→ **EXERCISE**: Reproduce only the lines from the one containing "mint green plate." through the last line, requests included. Scale every point coordinate in the answers by 0.3 and round each to a whole number, with halves rounded up.

□ □ □

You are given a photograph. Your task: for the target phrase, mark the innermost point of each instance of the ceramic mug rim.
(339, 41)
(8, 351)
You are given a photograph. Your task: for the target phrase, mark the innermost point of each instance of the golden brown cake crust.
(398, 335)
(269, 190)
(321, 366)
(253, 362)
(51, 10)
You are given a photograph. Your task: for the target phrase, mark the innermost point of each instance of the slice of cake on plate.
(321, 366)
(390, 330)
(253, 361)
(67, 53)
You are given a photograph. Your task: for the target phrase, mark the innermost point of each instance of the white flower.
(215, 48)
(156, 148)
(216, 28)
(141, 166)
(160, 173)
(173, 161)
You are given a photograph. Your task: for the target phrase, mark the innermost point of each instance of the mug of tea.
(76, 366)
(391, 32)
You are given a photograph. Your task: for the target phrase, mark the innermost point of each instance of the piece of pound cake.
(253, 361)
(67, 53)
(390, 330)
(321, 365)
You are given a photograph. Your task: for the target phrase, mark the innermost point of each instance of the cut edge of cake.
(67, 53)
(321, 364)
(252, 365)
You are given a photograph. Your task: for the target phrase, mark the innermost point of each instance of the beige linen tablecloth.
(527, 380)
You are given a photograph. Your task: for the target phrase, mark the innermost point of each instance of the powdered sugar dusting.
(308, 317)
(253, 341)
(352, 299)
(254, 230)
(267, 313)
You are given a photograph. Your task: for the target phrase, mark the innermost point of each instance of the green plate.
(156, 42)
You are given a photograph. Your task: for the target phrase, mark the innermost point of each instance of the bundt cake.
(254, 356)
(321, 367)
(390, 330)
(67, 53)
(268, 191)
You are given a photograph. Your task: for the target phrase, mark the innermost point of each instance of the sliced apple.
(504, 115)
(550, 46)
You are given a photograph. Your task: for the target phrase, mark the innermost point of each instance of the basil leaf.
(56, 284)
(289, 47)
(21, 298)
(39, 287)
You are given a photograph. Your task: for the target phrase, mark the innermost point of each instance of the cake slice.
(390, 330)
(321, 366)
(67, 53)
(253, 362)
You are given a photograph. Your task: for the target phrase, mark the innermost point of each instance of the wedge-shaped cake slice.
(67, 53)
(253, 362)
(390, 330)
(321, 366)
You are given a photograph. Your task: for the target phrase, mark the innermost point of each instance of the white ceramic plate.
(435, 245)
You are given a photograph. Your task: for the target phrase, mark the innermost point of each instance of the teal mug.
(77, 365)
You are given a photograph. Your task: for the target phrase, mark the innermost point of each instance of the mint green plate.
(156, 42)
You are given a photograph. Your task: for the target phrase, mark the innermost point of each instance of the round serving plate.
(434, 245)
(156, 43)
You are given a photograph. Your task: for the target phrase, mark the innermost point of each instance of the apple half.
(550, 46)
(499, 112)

□ □ □

→ **RESULT OF THIS TASK**:
You are given a photograph. Your task: for the target phrase, mark the innermost point of each instance of the mint green plate.
(47, 13)
You are given a photograph. Your task: for the target phrase, mark the innermost point of each instance of the round serving plate.
(130, 74)
(47, 13)
You are given a photograph. Your task: for the target phrase, mark the innermost point of each instance of the apple half.
(165, 14)
(150, 34)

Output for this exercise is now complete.